» **STUDY QUESTIONS**:
A: Set down the stretch of the novel-writing advice from "It is a fine" through "more ‘clear’ way.", word for word.
B: According to the novel-writing advice, what are insinuations used for? List every use it names.

» **TEXT**:
──────────────────────────────
Is the universe my novel takes place in believable and logical?

Since I write a series in the fantasy genre, this one is particularly important for me. It took me a long time to decide on the rules of the universe and chisel out the details. It is of uttermost importance to understand the rules, the exemptions, grey areas and how the rules can be broken in your novel.

Based on feedback that I’ve received I’ve rewritten and tossed out scenes that I’ve believed to be good, simply because they didn’t work with the laws/physics in my universe.

Lesson: be clear on your rules and be aware of them each time you write a scene in your novel. No matter how great a scene is, if it breaks the rules of your universe, it has to go.

 

Has a concept been explained well enough, without boring the reader?

 It is a fine line that the writer walks between an info dump and confusing the reader. Too much information at once, especially when given up front, or giving information without any action taking place will bore the reader. Yet, if you don’t explain enough about how your universe works, how your characters know each other, why your characters behave in certain ways, and etc. the reader will be left confused.

A confused reader is likely to get annoyed, lose interest and move on to a book that is written in a more ‘clear’ way.

Lesson: Always ask yourself: Does the reader need to know this particular information at this particular time to understand the story? Would the reader understand what is happening in a given scene based on the knowledge received from the book so far?

 

Are your insinuations placed strategically throughout the novel and explained later on?

Insinuations come in many forms. They are used for foreshadowing, as cliffhangers, or to hint at the backstory of a character. While insinuations help build up the intrigue, it is important, as with your other writing tools, to not overuse them.

As the author you must also ensure that later on you do answer the questions that you have planted into the reader’s mind.

For example, if you constantly have a character refer to a past event that has impacted his or her life, you need to ensure that each time a bit more information is revealed. By the end of the story your reader should have a thorough understanding of this pre-event. Do not insinuate something that you are unable or unwilling to explain. If you are unclear on the past of your character or a concept, think about it until you know exactly what has happened in the past or why something works in a certain way, before you include it in your book.

Insinuations if used strategically will keep your reader turning the pages until the end. But make no mistake, if a concept or past event is not explained in a satisfactory fashion then by the end of your novel, your reader is likely to get annoyed and not pick up your next book.

Lesson: If you promise something, make sure you deliver. Do NOT dangle a fake carrot in front of the rabbit.
──────────────────────────────
» **INFORMATION SUPPLIED**:
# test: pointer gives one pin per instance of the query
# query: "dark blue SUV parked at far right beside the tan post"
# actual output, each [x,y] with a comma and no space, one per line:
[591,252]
──────────────────────────────
» **RESPONSE LIST**:
A:
It is a fine line that the writer walks between an info dump and confusing the reader. Too much information at once, especially when given up front, or giving information without any action taking place will bore the reader. Yet, if you don’t explain enough about how your universe works, how your characters know each other, why your characters behave in certain ways, and etc. the reader will be left confused.

A confused reader is likely to get annoyed, lose interest and move on to a book that is written in a more ‘clear’ way.

B:
- Foreshadowing
- Cliffhangers
- Hinting at the backstory of a character